■ **Source excerpt**:
Decades of the New World (De orbe novo decades) by Peter Martyr is a series of letters and reports of the early explorations of Central and South America that was published beginning 1511 and later anthologized. Being among the earliest such reports, Decades are of great value in the history of geography and discovery and describe the early contacts of Europeans and Native Americans derived from the narrative of the voyages of Christopher Columbus in the Caribbean and the reports from Hernán Cortés's Mexican expedition.

The Decades consisted of eight reports, two of which Martyr had previously sent as letters describing the voyages of Columbus, to Cardinal Ascanius Sforza in 1493 and 1494.  In 1501 Martyr, as requested by the Cardinal of Aragon, added eight chapters on the voyage of Columbus and the exploits of Martin Alonzo Pinzón.  In 1511 he added a supplement giving an account of events from 1501 to 1511. By 1516 he had finished two other Decades:

 The first was devoted to the exploits of Alonso de Ojeda, Diego de Nicuesa, and Vasco Núñez de Balboa. It was first published against his consent in a Venetian-Italian summary in Venice in 1504, reprinted in 1507, and published in a Latin translation in 1508. The original Latin text was published in 1511.

■ **Tasks and exercises**:
- a) Edit the Decades passage: write out the stretch from "The first was" through "published in 1511." again with "consent" changed to "approval".
- b) Please answer these questions from the Decades passage:
(i) To whom did Martyr send the letters of 1493 and 1494?
(ii) At whose request did Martyr add eight chapters in 1501?
(iii) In what year was the original Latin text of the first Decade published?

[Pointing and labeling records]
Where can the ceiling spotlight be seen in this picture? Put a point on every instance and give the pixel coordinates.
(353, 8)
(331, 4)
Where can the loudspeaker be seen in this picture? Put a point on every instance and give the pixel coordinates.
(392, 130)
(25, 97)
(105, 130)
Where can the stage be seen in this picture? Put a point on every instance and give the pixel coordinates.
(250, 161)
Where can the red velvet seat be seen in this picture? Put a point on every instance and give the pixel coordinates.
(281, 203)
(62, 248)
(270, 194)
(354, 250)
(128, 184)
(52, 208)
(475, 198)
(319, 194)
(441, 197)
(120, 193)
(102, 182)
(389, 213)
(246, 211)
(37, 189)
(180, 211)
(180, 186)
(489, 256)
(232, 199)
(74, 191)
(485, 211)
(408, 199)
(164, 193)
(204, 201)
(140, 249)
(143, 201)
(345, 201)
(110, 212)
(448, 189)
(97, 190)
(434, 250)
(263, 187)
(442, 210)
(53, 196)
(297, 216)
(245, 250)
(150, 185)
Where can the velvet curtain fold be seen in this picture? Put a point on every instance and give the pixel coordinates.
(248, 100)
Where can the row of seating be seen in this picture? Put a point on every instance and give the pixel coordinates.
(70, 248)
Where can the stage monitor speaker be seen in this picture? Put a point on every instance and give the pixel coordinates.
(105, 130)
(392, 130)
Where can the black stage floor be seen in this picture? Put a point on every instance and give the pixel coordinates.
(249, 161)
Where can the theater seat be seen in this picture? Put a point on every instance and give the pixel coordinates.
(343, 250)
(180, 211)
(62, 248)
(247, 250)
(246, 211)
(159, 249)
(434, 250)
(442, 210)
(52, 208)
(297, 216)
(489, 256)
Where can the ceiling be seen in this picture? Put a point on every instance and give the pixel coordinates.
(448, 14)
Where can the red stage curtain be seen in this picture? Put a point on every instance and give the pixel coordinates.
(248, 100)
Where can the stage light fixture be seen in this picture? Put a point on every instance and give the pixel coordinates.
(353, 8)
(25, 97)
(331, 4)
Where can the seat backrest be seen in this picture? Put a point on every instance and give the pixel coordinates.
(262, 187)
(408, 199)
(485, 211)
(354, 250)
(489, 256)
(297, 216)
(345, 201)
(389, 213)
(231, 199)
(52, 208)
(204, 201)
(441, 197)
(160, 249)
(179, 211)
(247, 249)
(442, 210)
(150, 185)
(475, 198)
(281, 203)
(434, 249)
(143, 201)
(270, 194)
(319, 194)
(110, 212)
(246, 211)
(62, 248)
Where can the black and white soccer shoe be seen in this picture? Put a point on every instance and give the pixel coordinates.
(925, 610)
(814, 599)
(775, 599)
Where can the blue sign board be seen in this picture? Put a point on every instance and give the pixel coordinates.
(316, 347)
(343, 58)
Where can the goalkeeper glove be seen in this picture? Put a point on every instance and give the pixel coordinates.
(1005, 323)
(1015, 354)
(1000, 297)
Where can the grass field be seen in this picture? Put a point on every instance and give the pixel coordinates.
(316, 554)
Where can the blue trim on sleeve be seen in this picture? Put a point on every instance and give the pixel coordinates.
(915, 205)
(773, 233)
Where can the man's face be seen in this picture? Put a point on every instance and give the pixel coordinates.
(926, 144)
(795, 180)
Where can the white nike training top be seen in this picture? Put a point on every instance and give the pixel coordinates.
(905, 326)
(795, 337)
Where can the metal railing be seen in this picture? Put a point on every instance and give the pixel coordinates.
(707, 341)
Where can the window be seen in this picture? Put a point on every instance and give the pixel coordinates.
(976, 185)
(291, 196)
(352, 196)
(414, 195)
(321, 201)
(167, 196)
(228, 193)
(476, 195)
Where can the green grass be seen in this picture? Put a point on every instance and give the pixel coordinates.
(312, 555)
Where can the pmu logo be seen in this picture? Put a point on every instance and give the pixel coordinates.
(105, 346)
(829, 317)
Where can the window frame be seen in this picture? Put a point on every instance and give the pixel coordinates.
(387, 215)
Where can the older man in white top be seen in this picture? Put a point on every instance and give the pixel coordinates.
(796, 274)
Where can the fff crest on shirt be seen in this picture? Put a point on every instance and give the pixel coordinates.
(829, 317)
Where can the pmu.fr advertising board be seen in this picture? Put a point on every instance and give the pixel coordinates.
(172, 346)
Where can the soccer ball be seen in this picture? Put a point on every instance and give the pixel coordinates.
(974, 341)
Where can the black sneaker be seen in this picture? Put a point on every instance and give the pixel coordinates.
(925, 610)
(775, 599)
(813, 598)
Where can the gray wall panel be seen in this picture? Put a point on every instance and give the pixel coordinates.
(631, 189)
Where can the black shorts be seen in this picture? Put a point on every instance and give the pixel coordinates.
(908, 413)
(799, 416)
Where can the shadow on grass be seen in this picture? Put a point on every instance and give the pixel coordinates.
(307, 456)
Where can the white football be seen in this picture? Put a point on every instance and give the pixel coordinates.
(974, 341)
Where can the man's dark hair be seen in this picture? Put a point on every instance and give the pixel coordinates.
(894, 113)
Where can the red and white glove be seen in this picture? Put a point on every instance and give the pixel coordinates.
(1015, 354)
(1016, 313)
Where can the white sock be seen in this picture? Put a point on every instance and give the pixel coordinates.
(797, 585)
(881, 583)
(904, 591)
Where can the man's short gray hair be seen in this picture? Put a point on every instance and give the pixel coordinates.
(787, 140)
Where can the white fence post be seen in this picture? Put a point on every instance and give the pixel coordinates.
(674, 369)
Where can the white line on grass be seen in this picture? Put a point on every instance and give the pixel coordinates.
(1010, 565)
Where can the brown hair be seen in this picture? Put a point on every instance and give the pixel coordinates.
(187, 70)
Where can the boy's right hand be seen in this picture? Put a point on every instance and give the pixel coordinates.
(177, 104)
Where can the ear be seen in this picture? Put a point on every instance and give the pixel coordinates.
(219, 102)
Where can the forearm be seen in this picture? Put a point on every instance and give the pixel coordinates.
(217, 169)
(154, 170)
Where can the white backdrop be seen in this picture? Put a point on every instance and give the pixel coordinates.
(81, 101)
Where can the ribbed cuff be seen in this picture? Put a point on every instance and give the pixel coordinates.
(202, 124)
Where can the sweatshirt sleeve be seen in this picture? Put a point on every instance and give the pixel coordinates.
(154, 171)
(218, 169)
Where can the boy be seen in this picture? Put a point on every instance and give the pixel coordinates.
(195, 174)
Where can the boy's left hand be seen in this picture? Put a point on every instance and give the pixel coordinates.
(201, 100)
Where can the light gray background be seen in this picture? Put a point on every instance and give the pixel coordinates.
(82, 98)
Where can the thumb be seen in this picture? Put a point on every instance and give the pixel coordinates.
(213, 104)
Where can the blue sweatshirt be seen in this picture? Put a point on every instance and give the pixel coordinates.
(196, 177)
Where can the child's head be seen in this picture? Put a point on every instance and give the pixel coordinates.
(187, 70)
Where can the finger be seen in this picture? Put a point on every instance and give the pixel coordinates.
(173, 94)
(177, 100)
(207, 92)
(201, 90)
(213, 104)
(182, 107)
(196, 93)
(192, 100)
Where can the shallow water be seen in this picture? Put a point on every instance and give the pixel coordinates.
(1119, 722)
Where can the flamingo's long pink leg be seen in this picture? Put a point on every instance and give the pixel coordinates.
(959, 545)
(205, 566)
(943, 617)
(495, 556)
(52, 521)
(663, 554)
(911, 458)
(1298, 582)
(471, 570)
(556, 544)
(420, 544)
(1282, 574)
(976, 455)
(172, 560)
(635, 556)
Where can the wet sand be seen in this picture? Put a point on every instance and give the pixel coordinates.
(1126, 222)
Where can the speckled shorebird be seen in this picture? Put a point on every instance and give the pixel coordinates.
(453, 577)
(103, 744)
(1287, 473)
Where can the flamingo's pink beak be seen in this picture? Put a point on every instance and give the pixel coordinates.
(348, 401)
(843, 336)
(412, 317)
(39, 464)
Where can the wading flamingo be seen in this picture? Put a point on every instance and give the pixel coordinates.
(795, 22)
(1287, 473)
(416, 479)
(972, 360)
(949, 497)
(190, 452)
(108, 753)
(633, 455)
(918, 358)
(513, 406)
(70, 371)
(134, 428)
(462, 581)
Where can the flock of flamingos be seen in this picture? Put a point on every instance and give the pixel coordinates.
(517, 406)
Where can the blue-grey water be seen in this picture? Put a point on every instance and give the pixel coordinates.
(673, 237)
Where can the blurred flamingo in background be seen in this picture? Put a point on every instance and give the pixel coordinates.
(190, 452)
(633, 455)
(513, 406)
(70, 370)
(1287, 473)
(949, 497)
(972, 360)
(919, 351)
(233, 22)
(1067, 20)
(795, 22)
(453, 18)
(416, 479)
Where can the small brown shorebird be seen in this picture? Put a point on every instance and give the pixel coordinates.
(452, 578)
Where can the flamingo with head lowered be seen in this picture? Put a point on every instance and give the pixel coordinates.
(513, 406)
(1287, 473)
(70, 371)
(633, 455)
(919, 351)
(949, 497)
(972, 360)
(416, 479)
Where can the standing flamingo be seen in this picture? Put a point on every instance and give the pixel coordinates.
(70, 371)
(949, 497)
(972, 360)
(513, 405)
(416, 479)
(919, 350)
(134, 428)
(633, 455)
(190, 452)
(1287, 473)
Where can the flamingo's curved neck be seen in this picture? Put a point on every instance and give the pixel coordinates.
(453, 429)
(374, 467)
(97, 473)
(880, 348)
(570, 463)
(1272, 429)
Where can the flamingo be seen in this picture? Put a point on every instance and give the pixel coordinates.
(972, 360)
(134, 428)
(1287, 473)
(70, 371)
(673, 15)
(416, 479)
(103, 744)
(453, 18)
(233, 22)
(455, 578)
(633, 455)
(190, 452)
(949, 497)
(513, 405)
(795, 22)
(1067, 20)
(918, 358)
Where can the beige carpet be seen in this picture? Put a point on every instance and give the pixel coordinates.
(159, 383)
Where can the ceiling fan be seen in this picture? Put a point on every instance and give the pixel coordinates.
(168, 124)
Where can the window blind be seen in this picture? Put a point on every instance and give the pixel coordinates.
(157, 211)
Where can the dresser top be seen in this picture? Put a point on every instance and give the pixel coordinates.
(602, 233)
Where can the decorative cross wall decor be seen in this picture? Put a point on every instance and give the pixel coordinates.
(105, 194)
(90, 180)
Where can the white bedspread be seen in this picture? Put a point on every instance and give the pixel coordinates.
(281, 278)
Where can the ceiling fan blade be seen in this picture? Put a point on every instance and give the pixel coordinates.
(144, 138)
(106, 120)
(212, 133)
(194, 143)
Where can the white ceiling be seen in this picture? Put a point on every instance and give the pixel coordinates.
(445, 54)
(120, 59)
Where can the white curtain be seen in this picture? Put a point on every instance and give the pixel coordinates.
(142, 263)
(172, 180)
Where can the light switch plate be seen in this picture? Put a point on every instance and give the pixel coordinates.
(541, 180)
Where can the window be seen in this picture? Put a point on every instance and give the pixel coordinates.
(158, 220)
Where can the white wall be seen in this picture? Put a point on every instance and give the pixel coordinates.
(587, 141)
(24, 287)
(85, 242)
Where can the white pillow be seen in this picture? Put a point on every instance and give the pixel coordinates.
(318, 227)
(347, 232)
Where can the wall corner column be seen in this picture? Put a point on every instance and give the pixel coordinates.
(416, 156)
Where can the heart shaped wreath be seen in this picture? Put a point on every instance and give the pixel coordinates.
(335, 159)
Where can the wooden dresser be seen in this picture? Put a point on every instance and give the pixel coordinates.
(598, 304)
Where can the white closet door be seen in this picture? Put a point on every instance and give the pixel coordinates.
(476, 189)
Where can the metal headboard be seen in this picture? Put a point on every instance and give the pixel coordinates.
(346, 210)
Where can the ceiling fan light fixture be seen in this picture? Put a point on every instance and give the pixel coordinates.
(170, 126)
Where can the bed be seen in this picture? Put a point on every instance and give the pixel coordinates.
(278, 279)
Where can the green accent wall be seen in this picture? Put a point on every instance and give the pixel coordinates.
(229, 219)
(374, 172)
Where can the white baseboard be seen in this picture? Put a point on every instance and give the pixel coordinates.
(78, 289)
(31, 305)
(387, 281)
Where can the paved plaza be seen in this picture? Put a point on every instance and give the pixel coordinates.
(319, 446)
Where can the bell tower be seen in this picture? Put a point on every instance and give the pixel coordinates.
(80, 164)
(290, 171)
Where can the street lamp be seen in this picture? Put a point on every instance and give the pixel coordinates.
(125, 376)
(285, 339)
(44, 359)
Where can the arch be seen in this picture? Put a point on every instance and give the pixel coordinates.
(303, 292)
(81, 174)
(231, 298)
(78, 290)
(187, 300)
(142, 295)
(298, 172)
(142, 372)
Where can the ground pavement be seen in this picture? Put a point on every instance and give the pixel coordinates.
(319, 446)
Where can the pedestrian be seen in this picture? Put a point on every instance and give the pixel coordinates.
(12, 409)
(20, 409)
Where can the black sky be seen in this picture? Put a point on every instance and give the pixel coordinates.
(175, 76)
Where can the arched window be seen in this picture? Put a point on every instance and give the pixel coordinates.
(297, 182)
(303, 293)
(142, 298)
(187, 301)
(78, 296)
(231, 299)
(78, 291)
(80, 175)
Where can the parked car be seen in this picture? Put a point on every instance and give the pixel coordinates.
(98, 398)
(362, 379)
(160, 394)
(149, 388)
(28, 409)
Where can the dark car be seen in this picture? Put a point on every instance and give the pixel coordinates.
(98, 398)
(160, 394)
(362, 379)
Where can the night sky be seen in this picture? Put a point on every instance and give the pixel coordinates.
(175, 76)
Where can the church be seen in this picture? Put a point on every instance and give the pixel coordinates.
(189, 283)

■ **Outputs**:
- a)
The first was devoted to the exploits of Alonso de Ojeda, Diego de Nicuesa, and Vasco Núñez de Balboa. It was first published against his approval in a Venetian-Italian summary in Venice in 1504, reprinted in 1507, and published in a Latin translation in 1508. The original Latin text was published in 1511.

- b)
(i) Cardinal Ascanius Sforza
(ii) The Cardinal of Aragon
(iii) 1511